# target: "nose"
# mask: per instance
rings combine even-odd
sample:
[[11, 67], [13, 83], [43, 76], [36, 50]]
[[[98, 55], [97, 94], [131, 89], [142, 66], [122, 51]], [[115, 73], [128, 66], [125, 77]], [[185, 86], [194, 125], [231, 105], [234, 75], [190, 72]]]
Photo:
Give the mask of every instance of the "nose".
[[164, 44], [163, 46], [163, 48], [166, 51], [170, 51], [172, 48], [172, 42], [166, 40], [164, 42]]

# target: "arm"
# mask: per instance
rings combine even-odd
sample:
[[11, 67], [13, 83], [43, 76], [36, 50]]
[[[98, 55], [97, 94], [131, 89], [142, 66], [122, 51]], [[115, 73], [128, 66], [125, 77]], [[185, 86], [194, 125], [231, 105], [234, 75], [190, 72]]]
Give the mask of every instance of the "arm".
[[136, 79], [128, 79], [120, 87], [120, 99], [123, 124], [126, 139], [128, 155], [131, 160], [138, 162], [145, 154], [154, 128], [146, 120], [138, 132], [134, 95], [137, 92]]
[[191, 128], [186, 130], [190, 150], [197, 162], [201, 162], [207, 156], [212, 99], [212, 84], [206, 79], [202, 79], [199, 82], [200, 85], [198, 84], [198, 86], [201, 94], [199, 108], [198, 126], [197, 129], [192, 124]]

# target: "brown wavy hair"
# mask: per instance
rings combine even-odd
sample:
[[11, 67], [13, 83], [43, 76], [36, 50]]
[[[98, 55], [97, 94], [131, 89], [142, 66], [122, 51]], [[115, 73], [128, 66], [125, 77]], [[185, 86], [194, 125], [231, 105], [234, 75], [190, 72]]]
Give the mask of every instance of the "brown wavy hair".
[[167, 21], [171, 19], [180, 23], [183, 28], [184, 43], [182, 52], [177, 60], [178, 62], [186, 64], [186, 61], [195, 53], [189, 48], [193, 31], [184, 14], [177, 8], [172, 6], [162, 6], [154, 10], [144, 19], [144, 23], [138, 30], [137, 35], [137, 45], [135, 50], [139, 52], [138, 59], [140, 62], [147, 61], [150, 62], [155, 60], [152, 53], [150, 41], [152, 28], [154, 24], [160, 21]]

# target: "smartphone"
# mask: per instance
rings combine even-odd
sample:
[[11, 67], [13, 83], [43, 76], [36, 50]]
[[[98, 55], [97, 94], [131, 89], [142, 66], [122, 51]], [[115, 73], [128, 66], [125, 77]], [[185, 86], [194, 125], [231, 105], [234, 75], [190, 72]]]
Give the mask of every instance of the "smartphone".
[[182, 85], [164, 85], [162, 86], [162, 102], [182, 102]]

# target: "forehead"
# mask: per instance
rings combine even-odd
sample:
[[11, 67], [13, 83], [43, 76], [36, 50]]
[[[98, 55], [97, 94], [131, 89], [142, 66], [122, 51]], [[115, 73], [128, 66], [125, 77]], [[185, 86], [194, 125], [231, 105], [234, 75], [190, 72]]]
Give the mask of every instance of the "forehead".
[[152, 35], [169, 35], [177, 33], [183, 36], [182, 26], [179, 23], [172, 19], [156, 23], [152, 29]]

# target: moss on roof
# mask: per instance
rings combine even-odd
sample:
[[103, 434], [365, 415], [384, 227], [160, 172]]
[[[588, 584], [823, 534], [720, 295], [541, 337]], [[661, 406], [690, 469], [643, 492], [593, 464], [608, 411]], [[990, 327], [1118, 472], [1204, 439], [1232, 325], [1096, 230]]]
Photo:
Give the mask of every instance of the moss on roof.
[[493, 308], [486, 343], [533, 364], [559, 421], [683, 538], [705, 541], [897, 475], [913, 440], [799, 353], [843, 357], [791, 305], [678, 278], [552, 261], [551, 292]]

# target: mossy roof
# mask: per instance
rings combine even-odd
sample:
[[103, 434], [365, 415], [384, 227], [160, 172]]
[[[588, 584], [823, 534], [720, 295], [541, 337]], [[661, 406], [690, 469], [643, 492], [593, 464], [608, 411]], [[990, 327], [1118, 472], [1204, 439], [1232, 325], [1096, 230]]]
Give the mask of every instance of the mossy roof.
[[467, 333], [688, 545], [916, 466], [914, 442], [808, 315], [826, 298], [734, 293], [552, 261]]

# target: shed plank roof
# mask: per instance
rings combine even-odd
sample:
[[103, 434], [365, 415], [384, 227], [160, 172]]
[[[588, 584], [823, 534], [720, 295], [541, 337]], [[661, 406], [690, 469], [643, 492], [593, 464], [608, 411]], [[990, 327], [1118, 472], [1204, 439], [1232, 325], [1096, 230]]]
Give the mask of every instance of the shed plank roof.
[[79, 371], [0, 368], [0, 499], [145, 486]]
◇ ◇ ◇ ◇
EXERCISE AIM:
How many lines of the listing above contain the word "roof"? Reply with the number alone.

OUTPUT FOR THIS EXERCISE:
6